> REQUIREMENT
Gather each line of the records below that contains the string "shop" and copy it out in full, keeping the lines in their original order.

> GIVEN DATA
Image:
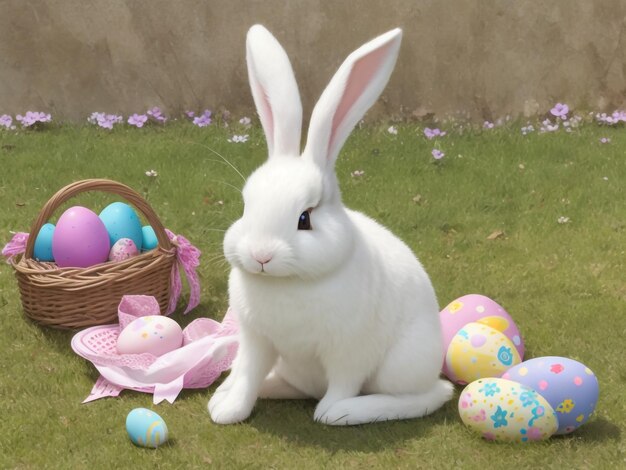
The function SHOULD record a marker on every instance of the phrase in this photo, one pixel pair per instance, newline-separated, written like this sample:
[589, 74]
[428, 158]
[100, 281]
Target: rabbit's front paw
[229, 407]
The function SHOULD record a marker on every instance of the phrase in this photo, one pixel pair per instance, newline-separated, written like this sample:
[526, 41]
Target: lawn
[552, 202]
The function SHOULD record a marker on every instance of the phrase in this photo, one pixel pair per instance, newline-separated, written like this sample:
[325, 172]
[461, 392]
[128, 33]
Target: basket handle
[104, 185]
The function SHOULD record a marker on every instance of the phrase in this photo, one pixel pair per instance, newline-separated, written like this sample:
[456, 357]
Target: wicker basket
[82, 297]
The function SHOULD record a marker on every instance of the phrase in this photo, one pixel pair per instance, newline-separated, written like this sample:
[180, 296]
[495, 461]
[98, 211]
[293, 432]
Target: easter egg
[154, 334]
[504, 410]
[150, 241]
[146, 428]
[570, 387]
[80, 239]
[478, 351]
[123, 249]
[121, 221]
[43, 243]
[481, 309]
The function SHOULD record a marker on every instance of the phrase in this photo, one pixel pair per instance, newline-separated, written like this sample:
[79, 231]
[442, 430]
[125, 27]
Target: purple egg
[570, 387]
[80, 239]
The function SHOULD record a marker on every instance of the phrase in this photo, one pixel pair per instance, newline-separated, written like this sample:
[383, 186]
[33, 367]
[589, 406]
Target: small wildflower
[137, 120]
[560, 110]
[437, 154]
[204, 119]
[432, 133]
[238, 139]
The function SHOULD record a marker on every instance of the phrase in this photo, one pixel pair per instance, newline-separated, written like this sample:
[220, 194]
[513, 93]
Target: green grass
[563, 284]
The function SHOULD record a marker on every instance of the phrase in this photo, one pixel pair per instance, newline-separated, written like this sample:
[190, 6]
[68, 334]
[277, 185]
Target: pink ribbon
[187, 255]
[16, 246]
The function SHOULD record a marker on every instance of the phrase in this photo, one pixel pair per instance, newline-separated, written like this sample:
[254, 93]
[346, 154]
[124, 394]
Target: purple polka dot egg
[480, 339]
[571, 388]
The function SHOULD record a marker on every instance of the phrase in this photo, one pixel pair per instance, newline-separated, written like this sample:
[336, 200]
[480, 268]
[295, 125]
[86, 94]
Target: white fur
[344, 312]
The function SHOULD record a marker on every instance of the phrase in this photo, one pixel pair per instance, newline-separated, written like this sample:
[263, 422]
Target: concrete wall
[490, 58]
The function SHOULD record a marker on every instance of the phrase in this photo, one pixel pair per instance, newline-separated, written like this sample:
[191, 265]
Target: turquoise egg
[150, 241]
[43, 243]
[121, 221]
[146, 428]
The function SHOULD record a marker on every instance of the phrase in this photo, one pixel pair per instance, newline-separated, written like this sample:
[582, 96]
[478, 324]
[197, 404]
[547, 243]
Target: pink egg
[80, 239]
[476, 308]
[123, 249]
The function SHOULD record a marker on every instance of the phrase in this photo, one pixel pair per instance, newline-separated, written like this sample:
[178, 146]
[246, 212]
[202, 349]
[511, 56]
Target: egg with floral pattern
[478, 351]
[503, 410]
[570, 387]
[476, 308]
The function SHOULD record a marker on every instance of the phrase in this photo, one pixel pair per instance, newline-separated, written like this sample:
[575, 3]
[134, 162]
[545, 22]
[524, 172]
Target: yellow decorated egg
[504, 410]
[479, 350]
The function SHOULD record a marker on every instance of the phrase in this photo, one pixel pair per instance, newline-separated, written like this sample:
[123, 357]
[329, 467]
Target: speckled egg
[123, 249]
[569, 386]
[479, 309]
[478, 351]
[154, 334]
[146, 428]
[503, 410]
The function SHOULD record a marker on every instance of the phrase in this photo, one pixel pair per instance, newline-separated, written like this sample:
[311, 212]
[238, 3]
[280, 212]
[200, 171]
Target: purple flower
[560, 110]
[6, 121]
[32, 118]
[156, 114]
[137, 120]
[432, 133]
[238, 139]
[204, 119]
[438, 154]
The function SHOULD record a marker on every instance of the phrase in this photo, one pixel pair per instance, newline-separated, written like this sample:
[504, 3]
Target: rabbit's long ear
[354, 88]
[275, 92]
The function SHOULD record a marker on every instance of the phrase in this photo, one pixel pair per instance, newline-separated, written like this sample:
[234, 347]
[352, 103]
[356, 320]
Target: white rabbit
[331, 304]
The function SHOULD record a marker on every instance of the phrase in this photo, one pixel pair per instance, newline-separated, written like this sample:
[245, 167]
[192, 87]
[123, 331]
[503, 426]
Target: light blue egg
[121, 221]
[150, 241]
[146, 428]
[43, 243]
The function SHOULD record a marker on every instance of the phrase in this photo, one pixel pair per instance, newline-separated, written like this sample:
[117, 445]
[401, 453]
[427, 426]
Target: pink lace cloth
[187, 257]
[208, 349]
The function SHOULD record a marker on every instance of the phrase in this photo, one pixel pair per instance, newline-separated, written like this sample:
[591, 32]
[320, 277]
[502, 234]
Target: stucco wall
[490, 58]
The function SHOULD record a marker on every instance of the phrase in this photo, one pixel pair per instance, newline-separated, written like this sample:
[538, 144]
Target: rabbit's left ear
[352, 91]
[275, 92]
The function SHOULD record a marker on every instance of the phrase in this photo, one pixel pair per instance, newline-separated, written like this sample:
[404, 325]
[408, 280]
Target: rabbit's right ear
[275, 92]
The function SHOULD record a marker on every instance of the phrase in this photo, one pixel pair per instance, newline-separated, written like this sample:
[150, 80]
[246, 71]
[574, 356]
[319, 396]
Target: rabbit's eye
[304, 223]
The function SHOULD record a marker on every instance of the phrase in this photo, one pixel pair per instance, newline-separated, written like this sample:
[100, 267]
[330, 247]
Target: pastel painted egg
[154, 334]
[121, 221]
[503, 410]
[569, 386]
[80, 239]
[478, 351]
[146, 428]
[477, 308]
[123, 249]
[150, 241]
[43, 243]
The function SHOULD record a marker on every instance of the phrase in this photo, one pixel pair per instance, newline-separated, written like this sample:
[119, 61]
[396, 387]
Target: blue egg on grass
[150, 241]
[146, 428]
[43, 243]
[122, 221]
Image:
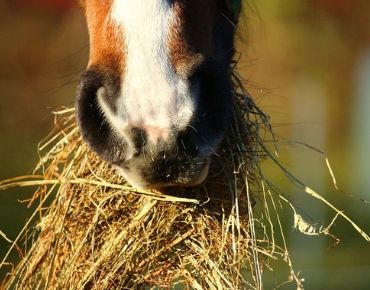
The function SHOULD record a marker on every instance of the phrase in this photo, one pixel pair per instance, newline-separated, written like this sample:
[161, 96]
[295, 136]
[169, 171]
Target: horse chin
[186, 179]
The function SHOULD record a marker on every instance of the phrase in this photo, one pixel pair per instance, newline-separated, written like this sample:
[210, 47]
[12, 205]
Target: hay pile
[100, 233]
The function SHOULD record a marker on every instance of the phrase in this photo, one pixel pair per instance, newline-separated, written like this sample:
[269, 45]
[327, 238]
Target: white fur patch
[153, 97]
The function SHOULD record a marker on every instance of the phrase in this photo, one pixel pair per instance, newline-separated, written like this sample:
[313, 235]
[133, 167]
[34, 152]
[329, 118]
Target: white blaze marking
[153, 96]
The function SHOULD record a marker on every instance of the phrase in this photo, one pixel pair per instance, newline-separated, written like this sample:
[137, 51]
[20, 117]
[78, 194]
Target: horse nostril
[138, 140]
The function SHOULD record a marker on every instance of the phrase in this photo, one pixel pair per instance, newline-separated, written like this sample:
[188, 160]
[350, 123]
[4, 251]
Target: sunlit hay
[99, 233]
[91, 230]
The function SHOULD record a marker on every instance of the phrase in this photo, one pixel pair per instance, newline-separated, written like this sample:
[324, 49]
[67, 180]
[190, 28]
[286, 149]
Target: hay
[100, 233]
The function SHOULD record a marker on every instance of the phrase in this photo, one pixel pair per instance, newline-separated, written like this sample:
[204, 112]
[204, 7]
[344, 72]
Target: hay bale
[100, 233]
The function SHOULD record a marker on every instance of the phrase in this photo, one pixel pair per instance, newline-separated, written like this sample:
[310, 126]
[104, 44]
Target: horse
[155, 100]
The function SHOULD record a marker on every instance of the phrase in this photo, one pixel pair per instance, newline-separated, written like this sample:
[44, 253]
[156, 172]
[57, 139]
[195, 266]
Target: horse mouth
[158, 178]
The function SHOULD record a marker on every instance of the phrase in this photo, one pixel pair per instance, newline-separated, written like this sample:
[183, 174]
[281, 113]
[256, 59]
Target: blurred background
[307, 65]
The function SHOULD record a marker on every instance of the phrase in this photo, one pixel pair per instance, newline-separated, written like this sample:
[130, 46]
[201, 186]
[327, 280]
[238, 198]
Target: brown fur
[106, 44]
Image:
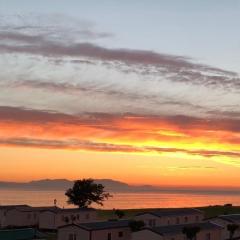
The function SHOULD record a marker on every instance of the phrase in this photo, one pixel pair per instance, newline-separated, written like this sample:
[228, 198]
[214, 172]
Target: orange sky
[102, 100]
[135, 149]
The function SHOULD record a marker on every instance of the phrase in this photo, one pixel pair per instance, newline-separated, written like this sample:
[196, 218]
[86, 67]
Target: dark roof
[173, 212]
[176, 229]
[21, 234]
[26, 208]
[230, 217]
[68, 210]
[7, 207]
[101, 225]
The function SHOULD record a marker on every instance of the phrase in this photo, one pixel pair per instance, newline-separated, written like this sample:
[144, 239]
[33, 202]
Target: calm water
[123, 200]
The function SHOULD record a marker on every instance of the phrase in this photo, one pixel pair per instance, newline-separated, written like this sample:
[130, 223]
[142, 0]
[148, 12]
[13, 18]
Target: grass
[210, 211]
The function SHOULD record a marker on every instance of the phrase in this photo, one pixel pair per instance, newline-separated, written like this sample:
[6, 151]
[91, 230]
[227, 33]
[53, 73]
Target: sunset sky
[146, 92]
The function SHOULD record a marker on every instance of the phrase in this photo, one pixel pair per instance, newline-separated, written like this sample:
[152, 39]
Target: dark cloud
[184, 123]
[175, 68]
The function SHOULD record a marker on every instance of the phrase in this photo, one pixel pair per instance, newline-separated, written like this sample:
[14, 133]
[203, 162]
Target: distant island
[112, 186]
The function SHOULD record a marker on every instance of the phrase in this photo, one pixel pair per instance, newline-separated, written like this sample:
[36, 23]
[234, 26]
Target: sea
[125, 200]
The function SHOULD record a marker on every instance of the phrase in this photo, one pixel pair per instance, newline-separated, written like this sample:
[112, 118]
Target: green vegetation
[85, 192]
[210, 211]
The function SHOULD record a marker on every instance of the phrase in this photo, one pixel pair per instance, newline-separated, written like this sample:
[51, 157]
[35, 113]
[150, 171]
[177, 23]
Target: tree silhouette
[119, 213]
[136, 225]
[191, 232]
[66, 220]
[85, 192]
[232, 228]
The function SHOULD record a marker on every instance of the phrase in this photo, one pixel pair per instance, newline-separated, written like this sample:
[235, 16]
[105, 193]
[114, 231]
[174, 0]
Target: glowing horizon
[79, 98]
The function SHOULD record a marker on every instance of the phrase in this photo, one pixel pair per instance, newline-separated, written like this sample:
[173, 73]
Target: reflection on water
[122, 200]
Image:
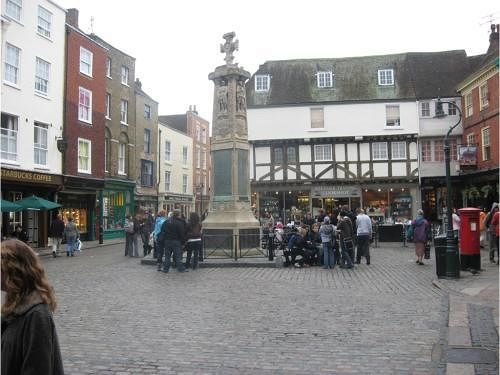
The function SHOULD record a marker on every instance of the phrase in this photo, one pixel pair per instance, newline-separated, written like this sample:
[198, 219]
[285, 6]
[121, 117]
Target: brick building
[84, 123]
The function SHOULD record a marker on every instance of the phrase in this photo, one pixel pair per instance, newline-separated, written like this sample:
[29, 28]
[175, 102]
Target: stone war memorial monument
[230, 219]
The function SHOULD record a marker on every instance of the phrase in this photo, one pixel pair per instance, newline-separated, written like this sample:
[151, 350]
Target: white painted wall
[176, 166]
[341, 120]
[21, 100]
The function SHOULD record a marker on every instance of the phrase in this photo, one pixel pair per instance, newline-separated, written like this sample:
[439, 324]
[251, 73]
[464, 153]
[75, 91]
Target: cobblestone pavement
[119, 317]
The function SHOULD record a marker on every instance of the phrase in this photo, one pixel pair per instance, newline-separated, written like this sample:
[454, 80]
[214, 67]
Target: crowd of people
[341, 239]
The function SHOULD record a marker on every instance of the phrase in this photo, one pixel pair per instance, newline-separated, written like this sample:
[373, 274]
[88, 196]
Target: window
[184, 155]
[203, 158]
[11, 63]
[438, 151]
[85, 105]
[147, 112]
[9, 137]
[123, 111]
[147, 141]
[168, 146]
[468, 105]
[317, 119]
[84, 155]
[122, 147]
[483, 96]
[322, 152]
[42, 76]
[146, 173]
[452, 110]
[108, 67]
[379, 150]
[426, 151]
[425, 109]
[325, 79]
[167, 180]
[262, 82]
[471, 139]
[13, 9]
[86, 58]
[392, 115]
[108, 106]
[184, 183]
[40, 143]
[278, 155]
[44, 22]
[291, 155]
[485, 143]
[386, 77]
[125, 75]
[398, 150]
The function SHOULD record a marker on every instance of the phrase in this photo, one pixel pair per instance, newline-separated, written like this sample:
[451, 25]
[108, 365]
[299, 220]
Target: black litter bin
[440, 248]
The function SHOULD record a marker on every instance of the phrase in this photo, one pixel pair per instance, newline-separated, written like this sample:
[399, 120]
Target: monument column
[230, 202]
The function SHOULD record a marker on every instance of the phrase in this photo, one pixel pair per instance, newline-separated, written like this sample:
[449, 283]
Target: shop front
[19, 184]
[79, 199]
[182, 202]
[117, 202]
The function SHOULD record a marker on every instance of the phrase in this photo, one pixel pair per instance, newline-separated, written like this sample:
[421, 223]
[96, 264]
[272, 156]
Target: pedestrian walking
[129, 235]
[56, 233]
[346, 239]
[364, 234]
[421, 233]
[71, 234]
[29, 338]
[193, 244]
[327, 233]
[172, 237]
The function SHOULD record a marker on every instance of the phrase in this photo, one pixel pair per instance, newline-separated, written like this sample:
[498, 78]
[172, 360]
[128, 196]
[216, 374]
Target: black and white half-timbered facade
[329, 132]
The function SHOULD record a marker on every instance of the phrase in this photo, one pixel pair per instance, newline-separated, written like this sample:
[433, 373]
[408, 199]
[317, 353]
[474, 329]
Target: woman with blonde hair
[29, 338]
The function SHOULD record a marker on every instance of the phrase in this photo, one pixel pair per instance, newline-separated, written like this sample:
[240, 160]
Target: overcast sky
[176, 43]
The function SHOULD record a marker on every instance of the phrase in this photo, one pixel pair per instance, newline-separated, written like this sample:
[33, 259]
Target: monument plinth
[230, 203]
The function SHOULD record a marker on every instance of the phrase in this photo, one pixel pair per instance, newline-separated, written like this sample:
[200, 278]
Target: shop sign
[34, 177]
[467, 155]
[335, 191]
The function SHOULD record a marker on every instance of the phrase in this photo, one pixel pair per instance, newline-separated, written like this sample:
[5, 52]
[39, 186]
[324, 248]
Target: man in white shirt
[364, 235]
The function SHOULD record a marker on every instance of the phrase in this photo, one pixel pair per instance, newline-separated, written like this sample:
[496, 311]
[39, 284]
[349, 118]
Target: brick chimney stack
[72, 17]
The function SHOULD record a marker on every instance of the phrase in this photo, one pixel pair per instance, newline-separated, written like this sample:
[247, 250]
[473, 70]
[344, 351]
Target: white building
[175, 180]
[32, 102]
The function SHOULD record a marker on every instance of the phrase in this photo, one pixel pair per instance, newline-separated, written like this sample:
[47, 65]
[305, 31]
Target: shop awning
[8, 206]
[37, 203]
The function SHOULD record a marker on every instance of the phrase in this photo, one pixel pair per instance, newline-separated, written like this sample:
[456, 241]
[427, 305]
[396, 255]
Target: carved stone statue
[229, 47]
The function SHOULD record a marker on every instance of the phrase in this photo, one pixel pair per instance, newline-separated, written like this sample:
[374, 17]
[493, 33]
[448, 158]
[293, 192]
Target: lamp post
[452, 256]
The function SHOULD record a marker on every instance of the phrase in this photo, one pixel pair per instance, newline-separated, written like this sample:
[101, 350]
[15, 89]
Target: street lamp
[452, 256]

> SOLUTION TO THE EXERCISE
Target: shop front
Target: shop sign
Target: shop awning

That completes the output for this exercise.